* **REQUEST 1**: Copy the following object pointing dataset rows word for word, everything from the line containing "the white wire" down to the last of the rows.

※ ※ ※

Github user viirya commented on a diff in the pull request:

    https://github.com/apache/spark/pull/23141#discussion_r236200834
  
    --- Diff: docs/sql-migration-guide-upgrade.md ---
    @@ -17,14 +17,16 @@ displayTitle: Spark SQL Upgrading Guide
     
       - Since Spark 3.0, the `from_json` functions supports two modes - 
`PERMISSIVE` and `FAILFAST`. The modes can be set via the `mode` option. The 
default mode became `PERMISSIVE`. In previous versions, behavior of `from_json` 
did not conform to either `PERMISSIVE` nor `FAILFAST`, especially in processing 
of malformed JSON records. For example, the JSON string `{"a" 1}` with the 
schema `a INT` is converted to `null` by previous versions but Spark 3.0 
converts it to `Row(null)`.

※ ※ ※

* **REQUEST 2**: Using the Spark SQL upgrade note, say yes or no to each statement and quote the words that decide it. (a) Since Spark 3.0, `from_json` supports the `PERMISSIVE` and `FAILFAST` modes. (b) The default mode is now `FAILFAST`. (c) Previous versions converted the JSON string `{"a" 1}` with schema `a INT` to `Row(null)`.

* **Object pointing dataset rows**:
※ ※ ※

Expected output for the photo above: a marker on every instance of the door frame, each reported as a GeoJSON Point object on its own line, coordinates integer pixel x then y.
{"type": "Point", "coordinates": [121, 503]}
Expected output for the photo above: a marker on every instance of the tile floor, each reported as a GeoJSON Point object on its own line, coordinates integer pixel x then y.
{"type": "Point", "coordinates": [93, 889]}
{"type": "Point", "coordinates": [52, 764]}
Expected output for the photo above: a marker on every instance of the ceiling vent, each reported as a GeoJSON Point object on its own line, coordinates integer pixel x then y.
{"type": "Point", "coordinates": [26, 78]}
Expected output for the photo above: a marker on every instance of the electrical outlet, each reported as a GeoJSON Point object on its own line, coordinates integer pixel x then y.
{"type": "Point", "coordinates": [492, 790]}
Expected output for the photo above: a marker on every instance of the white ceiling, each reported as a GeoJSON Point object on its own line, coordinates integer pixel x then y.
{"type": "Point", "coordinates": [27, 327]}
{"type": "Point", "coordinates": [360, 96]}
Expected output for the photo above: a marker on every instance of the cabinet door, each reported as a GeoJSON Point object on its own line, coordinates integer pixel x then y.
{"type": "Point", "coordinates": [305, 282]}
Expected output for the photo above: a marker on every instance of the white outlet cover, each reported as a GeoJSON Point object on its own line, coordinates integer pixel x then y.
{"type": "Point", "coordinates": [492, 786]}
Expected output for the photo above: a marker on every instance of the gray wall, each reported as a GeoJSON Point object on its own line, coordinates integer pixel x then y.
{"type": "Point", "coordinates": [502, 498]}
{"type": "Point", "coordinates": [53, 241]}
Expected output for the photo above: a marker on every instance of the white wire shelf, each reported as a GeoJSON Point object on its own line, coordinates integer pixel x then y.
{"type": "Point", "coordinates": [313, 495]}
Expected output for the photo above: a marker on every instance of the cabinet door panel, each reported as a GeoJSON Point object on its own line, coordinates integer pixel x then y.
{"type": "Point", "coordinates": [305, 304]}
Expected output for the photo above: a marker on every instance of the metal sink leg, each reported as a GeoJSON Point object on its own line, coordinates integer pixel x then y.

※ ※ ※

* **FINAL ANSWER 1**:
Expected output for the photo above: a marker on every instance of the white wire shelf, each reported as a GeoJSON Point object on its own line, coordinates integer pixel x then y.
{"type": "Point", "coordinates": [313, 495]}
Expected output for the photo above: a marker on every instance of the cabinet door panel, each reported as a GeoJSON Point object on its own line, coordinates integer pixel x then y.
{"type": "Point", "coordinates": [305, 304]}
Expected output for the photo above: a marker on every instance of the metal sink leg, each reported as a GeoJSON Point object on its own line, coordinates integer pixel x then y.

* **FINAL ANSWER 2**:
(a) Yes: "the `from_json` functions supports two modes"
(b) No: "The default mode became `PERMISSIVE`."
(c) No: "is converted to `null` by previous versions"